> _OBJECTIVE_
Rewrite all the records below as a numbered list, one line per item, skipping any blank lines and leaving out the pictures.

══ TASK MATERIAL

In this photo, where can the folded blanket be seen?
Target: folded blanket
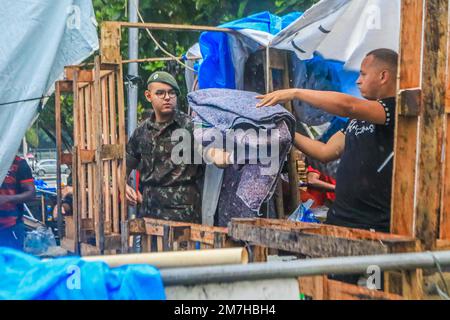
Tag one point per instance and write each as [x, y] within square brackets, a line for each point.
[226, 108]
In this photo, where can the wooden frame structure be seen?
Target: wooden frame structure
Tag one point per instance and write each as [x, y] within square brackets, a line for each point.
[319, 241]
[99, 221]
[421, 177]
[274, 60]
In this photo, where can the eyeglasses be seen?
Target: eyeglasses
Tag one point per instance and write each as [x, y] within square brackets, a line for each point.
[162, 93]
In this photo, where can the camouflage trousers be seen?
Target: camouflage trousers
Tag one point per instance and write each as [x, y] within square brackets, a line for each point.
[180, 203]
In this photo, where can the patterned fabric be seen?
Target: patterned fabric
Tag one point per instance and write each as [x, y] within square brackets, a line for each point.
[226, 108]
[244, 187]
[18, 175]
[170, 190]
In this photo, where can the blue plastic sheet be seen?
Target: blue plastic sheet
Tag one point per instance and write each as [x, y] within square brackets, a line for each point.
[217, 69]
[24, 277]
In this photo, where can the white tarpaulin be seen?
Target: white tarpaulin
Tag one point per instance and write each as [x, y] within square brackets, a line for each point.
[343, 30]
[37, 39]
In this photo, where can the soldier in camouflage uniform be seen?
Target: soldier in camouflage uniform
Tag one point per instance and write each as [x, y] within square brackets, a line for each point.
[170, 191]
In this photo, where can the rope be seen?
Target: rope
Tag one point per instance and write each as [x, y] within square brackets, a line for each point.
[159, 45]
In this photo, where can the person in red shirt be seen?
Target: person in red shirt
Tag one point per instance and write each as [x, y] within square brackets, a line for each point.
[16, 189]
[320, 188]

════

> _RESULT_
1. In this photo, where can the folded blanket be seen?
2. Target: folded blanket
3. Tag one point per instance and write each as [x, y] within square brackets, a line for each point.
4. [226, 108]
5. In this photo, where can the wooden frame structure be seen?
6. Target: wooden frame structure
7. Tag one point per instance and write each as [x, y] within square brackets, a line for each point.
8. [319, 241]
9. [99, 221]
10. [421, 177]
11. [274, 60]
12. In this photo, where can the eyeglasses be seen?
13. Target: eyeglasses
14. Tag one point per instance and write each as [x, y] within square brackets, a line for each point.
15. [162, 93]
16. In this photo, where can the camouflage trousers be seen?
17. Target: camouflage trousers
18. Tag one point per instance and write each as [x, y] within square brackets, a line for each point.
19. [180, 203]
20. In this photo, where can the patterned fabric be seen?
21. Target: patterned fabric
22. Tag one point per instance and write each as [x, y] within square brackets, a line for each point.
23. [226, 108]
24. [244, 187]
25. [18, 175]
26. [170, 190]
27. In this photo, where can the blue plastic sheet be seen?
28. Target: blue plastic sheet
29. Tag one point per instance and write each as [x, y] within square brackets, a line for each point.
30. [217, 69]
31. [24, 277]
32. In this photo, where can the white tarpaulin be seen?
33. Target: white tarpaulin
34. Tag one point per instance and write each as [x, y] within square brackets, a line for each point.
35. [343, 30]
36. [37, 39]
37. In this photo, where can the soldier in camouflage uniform be seen?
38. Target: soldier in camouflage uniform
39. Tag one point per instance and write each as [x, y] within square brackets, a line for each point.
40. [170, 191]
41. In this photo, where can the rope be seen?
42. Target: rope
43. Tag one point per instance and write each as [x, y] within square brackets, a line for each point.
44. [159, 45]
45. In this photo, where can the person in red shirt be seen?
46. Target: person in red shirt
47. Tag one point per instance and write each as [x, y] within square brackets, a line for each point.
48. [16, 189]
49. [320, 188]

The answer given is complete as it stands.